## TASK INSTRUCTIONS
Reproduce every line of the records below word for word, leaving the pictures out of your output.

## Start INPUT ROWS

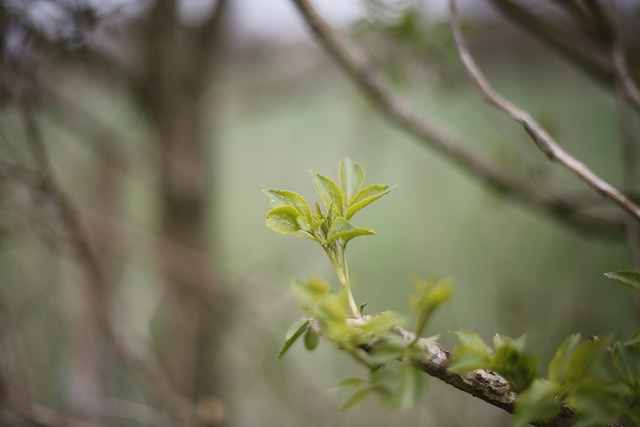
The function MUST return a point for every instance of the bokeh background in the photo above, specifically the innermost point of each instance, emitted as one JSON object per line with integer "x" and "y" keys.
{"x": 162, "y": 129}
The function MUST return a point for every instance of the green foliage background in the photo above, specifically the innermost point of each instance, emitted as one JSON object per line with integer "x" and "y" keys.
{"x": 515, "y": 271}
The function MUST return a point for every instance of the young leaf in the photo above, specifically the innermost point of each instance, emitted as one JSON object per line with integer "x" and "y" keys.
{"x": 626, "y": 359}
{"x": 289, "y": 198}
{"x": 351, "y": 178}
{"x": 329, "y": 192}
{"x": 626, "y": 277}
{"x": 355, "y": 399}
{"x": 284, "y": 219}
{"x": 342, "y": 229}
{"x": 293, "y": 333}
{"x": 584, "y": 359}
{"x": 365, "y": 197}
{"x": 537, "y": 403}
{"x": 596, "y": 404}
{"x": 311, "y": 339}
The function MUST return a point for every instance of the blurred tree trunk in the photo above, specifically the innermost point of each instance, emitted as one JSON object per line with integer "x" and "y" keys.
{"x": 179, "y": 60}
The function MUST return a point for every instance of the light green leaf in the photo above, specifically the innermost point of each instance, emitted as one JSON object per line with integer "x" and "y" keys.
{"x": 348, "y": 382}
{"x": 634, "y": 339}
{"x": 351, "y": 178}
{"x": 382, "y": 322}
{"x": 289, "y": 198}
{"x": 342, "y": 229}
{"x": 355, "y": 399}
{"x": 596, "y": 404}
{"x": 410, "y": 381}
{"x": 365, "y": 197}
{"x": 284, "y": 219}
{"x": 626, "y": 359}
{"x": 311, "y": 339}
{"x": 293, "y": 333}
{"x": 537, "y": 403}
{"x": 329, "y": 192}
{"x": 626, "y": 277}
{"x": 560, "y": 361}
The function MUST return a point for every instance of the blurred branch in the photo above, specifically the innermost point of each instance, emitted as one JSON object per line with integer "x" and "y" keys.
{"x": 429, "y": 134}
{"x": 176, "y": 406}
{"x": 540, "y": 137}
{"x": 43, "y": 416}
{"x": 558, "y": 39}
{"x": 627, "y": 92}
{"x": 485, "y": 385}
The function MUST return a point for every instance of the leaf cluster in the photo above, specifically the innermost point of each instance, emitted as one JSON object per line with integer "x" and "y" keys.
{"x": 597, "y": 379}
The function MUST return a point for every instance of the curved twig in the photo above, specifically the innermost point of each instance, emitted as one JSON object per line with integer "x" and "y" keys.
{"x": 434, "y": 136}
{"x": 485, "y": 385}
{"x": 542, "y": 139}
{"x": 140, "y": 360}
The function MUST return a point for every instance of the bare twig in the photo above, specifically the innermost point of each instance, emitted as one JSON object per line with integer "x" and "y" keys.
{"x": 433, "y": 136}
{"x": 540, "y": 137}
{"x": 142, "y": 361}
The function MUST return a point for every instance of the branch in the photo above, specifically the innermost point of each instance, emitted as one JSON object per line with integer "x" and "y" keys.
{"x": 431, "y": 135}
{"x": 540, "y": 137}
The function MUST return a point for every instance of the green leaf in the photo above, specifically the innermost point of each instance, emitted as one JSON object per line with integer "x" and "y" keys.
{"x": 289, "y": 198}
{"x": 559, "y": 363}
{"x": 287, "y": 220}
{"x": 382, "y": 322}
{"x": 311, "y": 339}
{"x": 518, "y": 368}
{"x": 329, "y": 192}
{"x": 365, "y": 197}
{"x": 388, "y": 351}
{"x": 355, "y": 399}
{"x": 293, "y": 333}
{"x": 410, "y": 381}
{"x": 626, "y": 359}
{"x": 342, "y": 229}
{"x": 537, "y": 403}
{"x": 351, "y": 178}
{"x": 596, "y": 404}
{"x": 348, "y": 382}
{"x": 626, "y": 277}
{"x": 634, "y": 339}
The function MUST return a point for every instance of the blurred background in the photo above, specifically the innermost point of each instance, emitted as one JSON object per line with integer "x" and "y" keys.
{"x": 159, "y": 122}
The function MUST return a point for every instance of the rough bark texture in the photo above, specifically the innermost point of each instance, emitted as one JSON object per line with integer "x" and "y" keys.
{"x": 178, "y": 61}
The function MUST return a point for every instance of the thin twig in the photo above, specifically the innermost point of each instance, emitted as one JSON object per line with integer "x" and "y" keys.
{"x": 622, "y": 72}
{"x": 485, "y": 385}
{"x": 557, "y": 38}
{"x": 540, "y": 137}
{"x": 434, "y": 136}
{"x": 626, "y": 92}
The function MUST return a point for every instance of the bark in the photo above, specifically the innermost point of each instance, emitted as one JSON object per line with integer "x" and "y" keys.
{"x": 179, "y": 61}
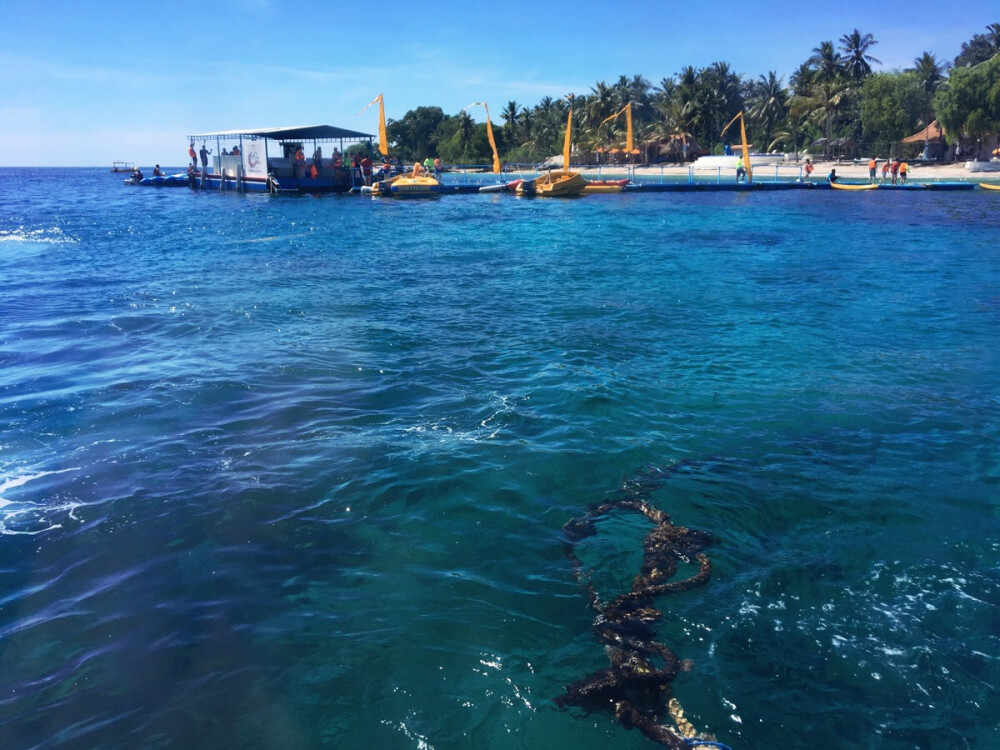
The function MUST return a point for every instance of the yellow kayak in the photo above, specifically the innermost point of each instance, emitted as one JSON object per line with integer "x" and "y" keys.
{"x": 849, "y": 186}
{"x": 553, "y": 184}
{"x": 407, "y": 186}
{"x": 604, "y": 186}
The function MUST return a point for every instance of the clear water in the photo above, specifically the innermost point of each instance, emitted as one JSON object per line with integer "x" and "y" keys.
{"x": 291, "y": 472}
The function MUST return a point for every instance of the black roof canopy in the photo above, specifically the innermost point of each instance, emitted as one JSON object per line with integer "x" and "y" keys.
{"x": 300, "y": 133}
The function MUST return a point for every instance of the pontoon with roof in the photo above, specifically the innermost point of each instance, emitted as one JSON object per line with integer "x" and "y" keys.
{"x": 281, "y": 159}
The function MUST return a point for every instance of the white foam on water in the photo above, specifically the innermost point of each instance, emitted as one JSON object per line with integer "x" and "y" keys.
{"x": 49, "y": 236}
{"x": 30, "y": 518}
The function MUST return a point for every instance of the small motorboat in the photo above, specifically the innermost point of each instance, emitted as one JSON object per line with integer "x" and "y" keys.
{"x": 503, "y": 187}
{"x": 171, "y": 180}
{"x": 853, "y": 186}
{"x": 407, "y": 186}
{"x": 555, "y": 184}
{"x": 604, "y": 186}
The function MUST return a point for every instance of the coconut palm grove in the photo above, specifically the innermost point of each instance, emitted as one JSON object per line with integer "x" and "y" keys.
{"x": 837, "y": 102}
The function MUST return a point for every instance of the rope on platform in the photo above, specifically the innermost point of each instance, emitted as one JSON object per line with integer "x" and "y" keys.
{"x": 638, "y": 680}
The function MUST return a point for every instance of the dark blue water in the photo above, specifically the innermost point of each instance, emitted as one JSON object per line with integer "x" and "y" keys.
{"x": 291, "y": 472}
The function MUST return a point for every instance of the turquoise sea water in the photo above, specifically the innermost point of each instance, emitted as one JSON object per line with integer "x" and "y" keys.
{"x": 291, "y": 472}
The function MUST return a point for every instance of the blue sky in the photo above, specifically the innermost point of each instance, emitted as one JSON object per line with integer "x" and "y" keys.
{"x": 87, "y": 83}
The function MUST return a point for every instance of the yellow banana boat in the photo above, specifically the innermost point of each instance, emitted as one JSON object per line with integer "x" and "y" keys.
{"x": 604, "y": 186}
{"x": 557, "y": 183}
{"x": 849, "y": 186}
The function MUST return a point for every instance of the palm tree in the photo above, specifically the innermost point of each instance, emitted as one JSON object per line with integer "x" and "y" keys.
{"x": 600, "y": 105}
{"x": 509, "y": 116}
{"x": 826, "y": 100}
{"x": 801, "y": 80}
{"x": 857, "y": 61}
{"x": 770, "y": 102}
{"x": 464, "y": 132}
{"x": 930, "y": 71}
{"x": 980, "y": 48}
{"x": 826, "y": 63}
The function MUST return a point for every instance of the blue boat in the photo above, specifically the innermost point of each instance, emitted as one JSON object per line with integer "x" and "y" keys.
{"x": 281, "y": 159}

## End INPUT ROWS

## WRITTEN ANSWER
The function MUST return a point for every instance of the bokeh background in the photo above, specifically the innermost point of each instance, emitted as one JSON object per line with integer "x" and "y" keys.
{"x": 162, "y": 129}
The function MUST return a point for every instance of the green foliage background in the photo above, specifically the innermost point of each instance, emitted as one JSON object per line with integer "x" and "y" keys.
{"x": 515, "y": 271}
The function MUST return a point for every instance of the young leaf in the photo above, specifically the innermost point of each instance, emitted as one JSON object per line with integer "x" and "y" keys.
{"x": 626, "y": 359}
{"x": 289, "y": 198}
{"x": 351, "y": 178}
{"x": 329, "y": 192}
{"x": 626, "y": 277}
{"x": 355, "y": 399}
{"x": 284, "y": 219}
{"x": 342, "y": 229}
{"x": 293, "y": 333}
{"x": 584, "y": 359}
{"x": 365, "y": 197}
{"x": 537, "y": 403}
{"x": 596, "y": 404}
{"x": 311, "y": 339}
The function MUST return a point for every instance of the blurred tree trunk in the photo above, specifically the innermost point of each instance, emitted as one JSON object per line with integer "x" and "y" keys.
{"x": 179, "y": 60}
The function MUST return a point for every instance of the light green leaf in the photo above, specifically the innermost point of each instance, emitted as one JSON object per line with integer "x" and "y" keys.
{"x": 348, "y": 382}
{"x": 634, "y": 339}
{"x": 351, "y": 178}
{"x": 382, "y": 322}
{"x": 289, "y": 198}
{"x": 342, "y": 229}
{"x": 355, "y": 399}
{"x": 596, "y": 404}
{"x": 410, "y": 381}
{"x": 365, "y": 197}
{"x": 284, "y": 219}
{"x": 626, "y": 359}
{"x": 311, "y": 339}
{"x": 293, "y": 333}
{"x": 537, "y": 403}
{"x": 329, "y": 192}
{"x": 626, "y": 277}
{"x": 560, "y": 361}
The function MUST return a point for every instance of the blurred branch in the photo above, specifically the innermost point of each instance, emitted as one JSON object per line with integer "x" and "y" keys.
{"x": 429, "y": 134}
{"x": 176, "y": 406}
{"x": 540, "y": 137}
{"x": 43, "y": 416}
{"x": 558, "y": 39}
{"x": 627, "y": 92}
{"x": 485, "y": 385}
The function MUST return a point for every instance of the leaf cluster in the photo above, specifically the innermost point of each instance, emitted as one JSON object per line with integer "x" and "y" keys.
{"x": 597, "y": 379}
The function MUST return a point for every instance of the curved twig in the photo above, specifically the innermost point of each instance, emitted as one JSON object per line with integer "x" and "y" keys.
{"x": 434, "y": 136}
{"x": 485, "y": 385}
{"x": 542, "y": 139}
{"x": 140, "y": 360}
The function MUST return a point for every instance of the bare twig in the photo above, specifically the innermost point of each instance, emitted as one JSON object per line with integer "x" and "y" keys.
{"x": 433, "y": 136}
{"x": 540, "y": 137}
{"x": 142, "y": 361}
The function MUST return a point for every instance of the branch in the photo above, specifically the innermost point of each instance, emitted as one JSON object per line with integer "x" and "y" keys.
{"x": 431, "y": 135}
{"x": 540, "y": 137}
The function MUST return a point for every instance of the green leaf in the photo above, specifically the innermost point of each instance, emitted as one JSON object per line with integer "x" and "y" keys.
{"x": 289, "y": 198}
{"x": 559, "y": 363}
{"x": 287, "y": 220}
{"x": 382, "y": 322}
{"x": 311, "y": 339}
{"x": 518, "y": 368}
{"x": 329, "y": 192}
{"x": 365, "y": 197}
{"x": 388, "y": 351}
{"x": 355, "y": 399}
{"x": 293, "y": 333}
{"x": 410, "y": 381}
{"x": 626, "y": 359}
{"x": 342, "y": 229}
{"x": 537, "y": 403}
{"x": 351, "y": 178}
{"x": 596, "y": 404}
{"x": 348, "y": 382}
{"x": 626, "y": 277}
{"x": 634, "y": 339}
The function MUST return a point for every instance of the blurred background in the photo above, specifically the innermost point of each instance, emitted as one JSON object per line with integer "x" and "y" keys.
{"x": 159, "y": 122}
The function MUST return a point for every instance of the rough bark texture in the photo above, specifically the innermost point of each instance, emitted as one JSON object per line with integer "x" and "y" keys.
{"x": 178, "y": 61}
The function MUST return a point for every instance of the thin twig in the photo above, specifically the innermost point of each instance, emitted as one JSON object per line with integer "x" and "y" keys.
{"x": 622, "y": 72}
{"x": 485, "y": 385}
{"x": 557, "y": 38}
{"x": 540, "y": 137}
{"x": 434, "y": 136}
{"x": 626, "y": 92}
The function MUST return a point for every instance of the bark in the photo above, specifically the innermost point of each instance, emitted as one JSON object per line with integer "x" and "y" keys.
{"x": 179, "y": 61}
The function MUST return a point for every instance of the yellow kayak in the photo above, specifically the innermost point of each instance, emitted as one JSON object per line with integer "x" and "y" keys.
{"x": 849, "y": 186}
{"x": 553, "y": 184}
{"x": 407, "y": 186}
{"x": 604, "y": 186}
The function MUST return a point for every instance of the clear water in the photo above, specifically the innermost point of each instance, emitted as one JSON object per line with integer "x" and "y" keys.
{"x": 291, "y": 472}
The function MUST return a point for every instance of the black roof canopy in the photo above, specifically the innermost point of each instance, emitted as one JSON object per line with integer "x" and "y" keys.
{"x": 300, "y": 133}
The function MUST return a point for every instance of the pontoon with roof in the photo above, specifically the innermost point of each instance, emitted as one JSON object per line with integer "x" and "y" keys.
{"x": 281, "y": 159}
The function MUST return a point for every instance of the white foam on water in the photo above, specifically the innermost point of each instance, emitted as one JSON object per line with integer "x" and "y" keys.
{"x": 49, "y": 236}
{"x": 30, "y": 518}
The function MUST return a point for every instance of the small motorboat in the photo above, specifically the innermost point of each instance, emitted as one JSON object per line with integer "x" and "y" keys.
{"x": 503, "y": 187}
{"x": 171, "y": 180}
{"x": 853, "y": 186}
{"x": 407, "y": 186}
{"x": 555, "y": 184}
{"x": 604, "y": 186}
The function MUST return a point for every instance of the coconut palm grove in the photo above, specifically the innermost point of each instance, emitted as one JSON object per line with integer "x" and "y" keys.
{"x": 837, "y": 102}
The function MUST return a point for every instance of the rope on platform in the photo above, specifically the innermost point of each instance, emitted as one JSON object per line with integer "x" and "y" keys.
{"x": 638, "y": 680}
The function MUST return a point for every instance of the dark blue water in the photo above, specifically the innermost point of each instance, emitted as one JSON object per line with integer "x" and "y" keys.
{"x": 291, "y": 472}
The function MUST return a point for every instance of the turquoise sea water in the photo above, specifically the innermost point of each instance, emitted as one JSON object per line with integer "x" and "y" keys.
{"x": 291, "y": 472}
The function MUST return a point for every instance of the blue sky in the photo above, specifically the innermost point of each instance, emitted as one JSON object per line with integer "x" and "y" keys.
{"x": 87, "y": 83}
The function MUST return a point for every instance of the yellow banana boat in the photo above, specifically the innermost point of each instance, emitted as one JSON object per line with integer "x" and "y" keys.
{"x": 604, "y": 186}
{"x": 557, "y": 183}
{"x": 849, "y": 186}
The function MUST return a point for every instance of the palm tree in the photo above, specifically the innermost point of each instance, emitted as one JSON object per line with integer "x" and "y" keys.
{"x": 600, "y": 105}
{"x": 509, "y": 116}
{"x": 826, "y": 100}
{"x": 801, "y": 80}
{"x": 857, "y": 61}
{"x": 770, "y": 102}
{"x": 464, "y": 132}
{"x": 930, "y": 71}
{"x": 980, "y": 48}
{"x": 826, "y": 63}
The function MUST return a point for every instance of the blue boat in the photo above, specifically the innermost point of each instance, emitted as one JSON object per line with integer "x" and "y" keys.
{"x": 281, "y": 159}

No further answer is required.